YOUR TASK: From the entries that follow, reproduce exactly and only the lines from the line with "Exercise. Mark the table leg" to the line with "Exercise. Mark the beige", endpoints included.

━━━━━━━━

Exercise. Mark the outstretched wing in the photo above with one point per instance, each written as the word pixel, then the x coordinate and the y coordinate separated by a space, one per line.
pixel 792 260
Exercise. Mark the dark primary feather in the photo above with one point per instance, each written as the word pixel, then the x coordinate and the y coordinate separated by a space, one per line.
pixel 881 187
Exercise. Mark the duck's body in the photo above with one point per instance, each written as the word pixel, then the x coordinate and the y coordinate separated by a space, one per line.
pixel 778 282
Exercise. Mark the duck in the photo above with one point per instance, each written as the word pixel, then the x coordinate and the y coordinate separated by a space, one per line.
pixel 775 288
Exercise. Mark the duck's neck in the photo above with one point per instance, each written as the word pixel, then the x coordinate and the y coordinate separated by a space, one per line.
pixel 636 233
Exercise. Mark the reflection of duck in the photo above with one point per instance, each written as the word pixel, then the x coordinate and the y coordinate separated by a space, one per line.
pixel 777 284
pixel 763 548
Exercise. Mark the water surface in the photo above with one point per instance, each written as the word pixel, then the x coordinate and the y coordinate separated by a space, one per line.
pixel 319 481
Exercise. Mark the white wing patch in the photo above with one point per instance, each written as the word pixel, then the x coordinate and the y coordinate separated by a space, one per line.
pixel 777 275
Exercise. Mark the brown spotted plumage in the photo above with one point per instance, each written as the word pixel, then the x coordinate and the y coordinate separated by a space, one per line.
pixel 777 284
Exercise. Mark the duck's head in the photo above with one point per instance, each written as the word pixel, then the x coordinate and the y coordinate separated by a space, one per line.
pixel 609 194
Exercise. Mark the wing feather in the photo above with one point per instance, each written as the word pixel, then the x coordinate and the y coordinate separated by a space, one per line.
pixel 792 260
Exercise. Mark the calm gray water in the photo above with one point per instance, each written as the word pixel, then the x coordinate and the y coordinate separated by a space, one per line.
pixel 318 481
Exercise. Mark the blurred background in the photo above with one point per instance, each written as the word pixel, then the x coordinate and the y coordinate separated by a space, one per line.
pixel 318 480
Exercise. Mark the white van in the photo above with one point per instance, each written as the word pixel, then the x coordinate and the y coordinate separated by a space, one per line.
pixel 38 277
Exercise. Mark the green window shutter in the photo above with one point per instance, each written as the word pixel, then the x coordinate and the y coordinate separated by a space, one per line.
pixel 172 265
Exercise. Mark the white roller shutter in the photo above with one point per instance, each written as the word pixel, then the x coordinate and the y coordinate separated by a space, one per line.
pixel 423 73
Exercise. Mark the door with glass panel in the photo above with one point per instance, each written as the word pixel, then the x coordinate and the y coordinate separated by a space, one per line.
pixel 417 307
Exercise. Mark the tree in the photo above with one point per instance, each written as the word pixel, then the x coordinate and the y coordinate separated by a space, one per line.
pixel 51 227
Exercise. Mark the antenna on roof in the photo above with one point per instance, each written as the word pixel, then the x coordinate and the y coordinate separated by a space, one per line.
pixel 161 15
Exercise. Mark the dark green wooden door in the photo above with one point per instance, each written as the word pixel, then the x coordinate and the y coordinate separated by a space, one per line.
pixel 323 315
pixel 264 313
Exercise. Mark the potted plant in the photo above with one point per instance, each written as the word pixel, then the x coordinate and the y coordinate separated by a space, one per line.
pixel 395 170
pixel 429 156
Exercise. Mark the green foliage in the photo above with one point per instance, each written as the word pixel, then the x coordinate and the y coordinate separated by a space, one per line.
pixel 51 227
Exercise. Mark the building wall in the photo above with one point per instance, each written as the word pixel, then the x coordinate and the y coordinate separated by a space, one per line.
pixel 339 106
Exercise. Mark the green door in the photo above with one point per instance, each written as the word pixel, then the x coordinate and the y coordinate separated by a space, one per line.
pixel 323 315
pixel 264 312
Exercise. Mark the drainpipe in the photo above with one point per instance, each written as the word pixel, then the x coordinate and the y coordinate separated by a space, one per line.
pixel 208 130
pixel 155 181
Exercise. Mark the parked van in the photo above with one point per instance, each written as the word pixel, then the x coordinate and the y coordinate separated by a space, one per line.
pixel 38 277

━━━━━━━━

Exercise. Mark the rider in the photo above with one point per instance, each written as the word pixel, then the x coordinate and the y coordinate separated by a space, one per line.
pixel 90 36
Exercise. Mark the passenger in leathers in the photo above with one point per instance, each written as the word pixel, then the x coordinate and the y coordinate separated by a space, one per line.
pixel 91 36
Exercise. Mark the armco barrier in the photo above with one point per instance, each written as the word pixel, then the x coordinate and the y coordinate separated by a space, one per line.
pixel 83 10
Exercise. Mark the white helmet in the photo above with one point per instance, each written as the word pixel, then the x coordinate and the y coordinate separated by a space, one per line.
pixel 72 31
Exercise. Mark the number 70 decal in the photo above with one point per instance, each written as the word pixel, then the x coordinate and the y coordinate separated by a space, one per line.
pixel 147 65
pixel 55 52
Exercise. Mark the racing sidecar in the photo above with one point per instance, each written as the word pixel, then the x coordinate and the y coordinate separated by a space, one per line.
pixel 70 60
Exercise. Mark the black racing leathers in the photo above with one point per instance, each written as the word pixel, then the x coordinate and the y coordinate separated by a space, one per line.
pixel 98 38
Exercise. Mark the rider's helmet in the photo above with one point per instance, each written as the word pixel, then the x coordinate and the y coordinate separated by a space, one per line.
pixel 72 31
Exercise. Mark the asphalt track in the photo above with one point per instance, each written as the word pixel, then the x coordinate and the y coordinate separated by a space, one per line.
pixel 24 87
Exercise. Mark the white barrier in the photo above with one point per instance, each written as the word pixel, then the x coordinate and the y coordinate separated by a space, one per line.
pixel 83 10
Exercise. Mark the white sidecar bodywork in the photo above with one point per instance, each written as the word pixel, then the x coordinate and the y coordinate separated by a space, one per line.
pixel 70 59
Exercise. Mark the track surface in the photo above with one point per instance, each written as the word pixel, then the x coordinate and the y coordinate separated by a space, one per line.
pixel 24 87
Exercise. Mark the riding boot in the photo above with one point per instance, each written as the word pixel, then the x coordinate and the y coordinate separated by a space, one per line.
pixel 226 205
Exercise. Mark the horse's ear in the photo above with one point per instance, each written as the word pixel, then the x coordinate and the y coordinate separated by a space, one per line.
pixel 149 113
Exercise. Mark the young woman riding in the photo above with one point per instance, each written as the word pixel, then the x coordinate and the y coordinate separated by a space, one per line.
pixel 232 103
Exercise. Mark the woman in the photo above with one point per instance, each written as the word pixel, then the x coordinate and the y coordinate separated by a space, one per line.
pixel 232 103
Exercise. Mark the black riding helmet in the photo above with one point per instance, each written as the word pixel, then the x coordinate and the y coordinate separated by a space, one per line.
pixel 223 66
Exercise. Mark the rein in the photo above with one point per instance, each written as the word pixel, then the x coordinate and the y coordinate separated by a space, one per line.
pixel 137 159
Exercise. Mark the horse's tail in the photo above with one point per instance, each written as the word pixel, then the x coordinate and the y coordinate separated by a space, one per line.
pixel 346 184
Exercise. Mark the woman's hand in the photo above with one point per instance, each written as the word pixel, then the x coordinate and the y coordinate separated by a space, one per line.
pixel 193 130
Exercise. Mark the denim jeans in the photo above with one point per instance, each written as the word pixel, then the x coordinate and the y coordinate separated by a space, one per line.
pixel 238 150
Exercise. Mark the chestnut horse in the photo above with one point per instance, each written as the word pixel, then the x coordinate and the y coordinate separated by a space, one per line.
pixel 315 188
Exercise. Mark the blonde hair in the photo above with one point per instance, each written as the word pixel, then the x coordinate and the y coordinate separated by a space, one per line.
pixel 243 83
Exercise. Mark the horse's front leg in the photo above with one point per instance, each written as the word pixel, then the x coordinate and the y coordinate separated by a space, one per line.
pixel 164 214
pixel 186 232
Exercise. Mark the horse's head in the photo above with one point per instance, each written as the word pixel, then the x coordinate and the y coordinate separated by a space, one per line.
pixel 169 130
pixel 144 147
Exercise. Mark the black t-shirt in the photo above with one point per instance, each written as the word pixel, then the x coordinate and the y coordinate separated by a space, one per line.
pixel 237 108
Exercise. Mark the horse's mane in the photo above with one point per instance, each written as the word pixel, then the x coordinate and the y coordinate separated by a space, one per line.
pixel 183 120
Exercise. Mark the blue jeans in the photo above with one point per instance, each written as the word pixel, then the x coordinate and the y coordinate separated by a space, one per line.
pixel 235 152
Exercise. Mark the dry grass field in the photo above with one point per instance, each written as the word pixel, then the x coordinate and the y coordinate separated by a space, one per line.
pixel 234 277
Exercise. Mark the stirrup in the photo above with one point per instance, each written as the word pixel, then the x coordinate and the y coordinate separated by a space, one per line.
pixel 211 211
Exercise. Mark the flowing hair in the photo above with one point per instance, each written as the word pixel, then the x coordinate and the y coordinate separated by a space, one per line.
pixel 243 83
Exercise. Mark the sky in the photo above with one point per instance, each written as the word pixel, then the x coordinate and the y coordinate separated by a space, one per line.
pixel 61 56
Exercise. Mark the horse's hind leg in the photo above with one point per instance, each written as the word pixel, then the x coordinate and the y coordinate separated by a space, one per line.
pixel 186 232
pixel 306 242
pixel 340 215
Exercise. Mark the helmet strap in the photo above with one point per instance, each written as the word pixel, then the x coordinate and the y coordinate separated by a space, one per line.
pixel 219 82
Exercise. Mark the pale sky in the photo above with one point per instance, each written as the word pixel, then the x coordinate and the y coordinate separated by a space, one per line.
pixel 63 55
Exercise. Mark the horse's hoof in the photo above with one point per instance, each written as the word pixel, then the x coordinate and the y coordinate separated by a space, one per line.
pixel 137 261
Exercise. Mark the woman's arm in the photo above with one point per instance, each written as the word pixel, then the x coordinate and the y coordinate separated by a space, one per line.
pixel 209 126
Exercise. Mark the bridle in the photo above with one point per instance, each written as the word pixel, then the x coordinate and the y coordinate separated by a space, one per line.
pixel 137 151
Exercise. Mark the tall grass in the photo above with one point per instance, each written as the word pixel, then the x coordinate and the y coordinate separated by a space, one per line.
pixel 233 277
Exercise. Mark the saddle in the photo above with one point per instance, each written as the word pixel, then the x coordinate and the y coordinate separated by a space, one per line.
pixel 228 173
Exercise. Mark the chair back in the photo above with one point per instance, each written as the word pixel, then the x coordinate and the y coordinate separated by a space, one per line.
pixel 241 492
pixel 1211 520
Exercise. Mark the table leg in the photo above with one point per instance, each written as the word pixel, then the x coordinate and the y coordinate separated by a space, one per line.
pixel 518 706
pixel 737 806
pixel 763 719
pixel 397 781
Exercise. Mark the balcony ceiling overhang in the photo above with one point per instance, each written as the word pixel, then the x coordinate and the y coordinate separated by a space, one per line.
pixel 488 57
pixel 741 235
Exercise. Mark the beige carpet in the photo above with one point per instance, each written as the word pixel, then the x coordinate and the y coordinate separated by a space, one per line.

━━━━━━━━

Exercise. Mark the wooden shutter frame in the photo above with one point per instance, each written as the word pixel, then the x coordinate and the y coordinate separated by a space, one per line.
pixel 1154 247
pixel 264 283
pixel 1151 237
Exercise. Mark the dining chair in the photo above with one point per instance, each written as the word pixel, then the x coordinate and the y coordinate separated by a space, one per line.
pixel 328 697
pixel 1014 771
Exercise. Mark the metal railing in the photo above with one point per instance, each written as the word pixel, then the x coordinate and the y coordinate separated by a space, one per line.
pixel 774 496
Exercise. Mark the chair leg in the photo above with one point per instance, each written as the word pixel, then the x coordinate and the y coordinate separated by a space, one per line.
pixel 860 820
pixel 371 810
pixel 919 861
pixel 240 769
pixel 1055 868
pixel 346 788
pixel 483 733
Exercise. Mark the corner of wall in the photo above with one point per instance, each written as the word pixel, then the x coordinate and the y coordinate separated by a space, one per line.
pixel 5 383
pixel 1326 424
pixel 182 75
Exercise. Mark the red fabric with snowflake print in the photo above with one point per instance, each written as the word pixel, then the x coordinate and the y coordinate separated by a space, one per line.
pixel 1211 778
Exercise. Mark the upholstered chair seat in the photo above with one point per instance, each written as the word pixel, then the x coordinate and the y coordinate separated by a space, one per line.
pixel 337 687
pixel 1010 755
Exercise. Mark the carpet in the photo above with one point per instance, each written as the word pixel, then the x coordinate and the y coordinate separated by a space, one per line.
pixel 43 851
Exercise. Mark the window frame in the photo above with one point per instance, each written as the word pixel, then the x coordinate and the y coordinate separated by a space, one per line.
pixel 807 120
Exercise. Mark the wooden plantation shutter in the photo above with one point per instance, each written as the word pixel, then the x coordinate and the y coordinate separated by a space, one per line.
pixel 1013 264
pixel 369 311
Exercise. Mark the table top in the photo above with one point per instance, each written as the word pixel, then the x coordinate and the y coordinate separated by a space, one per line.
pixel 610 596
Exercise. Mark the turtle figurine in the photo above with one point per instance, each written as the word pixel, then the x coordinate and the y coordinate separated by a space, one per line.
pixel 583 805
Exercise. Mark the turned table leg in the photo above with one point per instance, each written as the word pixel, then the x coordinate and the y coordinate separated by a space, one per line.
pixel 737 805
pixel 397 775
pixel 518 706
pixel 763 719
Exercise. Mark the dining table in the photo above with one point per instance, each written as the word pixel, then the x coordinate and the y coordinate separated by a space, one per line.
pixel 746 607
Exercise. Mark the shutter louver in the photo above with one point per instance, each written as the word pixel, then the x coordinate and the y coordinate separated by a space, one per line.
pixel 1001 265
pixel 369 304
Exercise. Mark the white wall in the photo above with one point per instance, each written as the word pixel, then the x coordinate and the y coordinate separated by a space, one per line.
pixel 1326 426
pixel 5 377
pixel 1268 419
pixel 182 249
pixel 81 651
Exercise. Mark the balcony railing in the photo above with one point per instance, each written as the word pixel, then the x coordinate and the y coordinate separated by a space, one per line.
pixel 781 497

━━━━━━━━

ANSWER TO THE EXERCISE:
Exercise. Mark the table leg in the photo above with one point per instance, each written as the word pixel, then the x coordinate and the y coordinate separated by a space, one per line.
pixel 518 706
pixel 737 806
pixel 763 719
pixel 397 781
Exercise. Mark the balcony ceiling overhang in the photo above with one point per instance, each written as the word pixel, then the x coordinate and the y coordinate separated by a space, one per line.
pixel 488 57
pixel 741 235
Exercise. Mark the beige carpet in the photo above with one point per instance, each written as the word pixel, then the x coordinate and the y coordinate separated by a space, one per line.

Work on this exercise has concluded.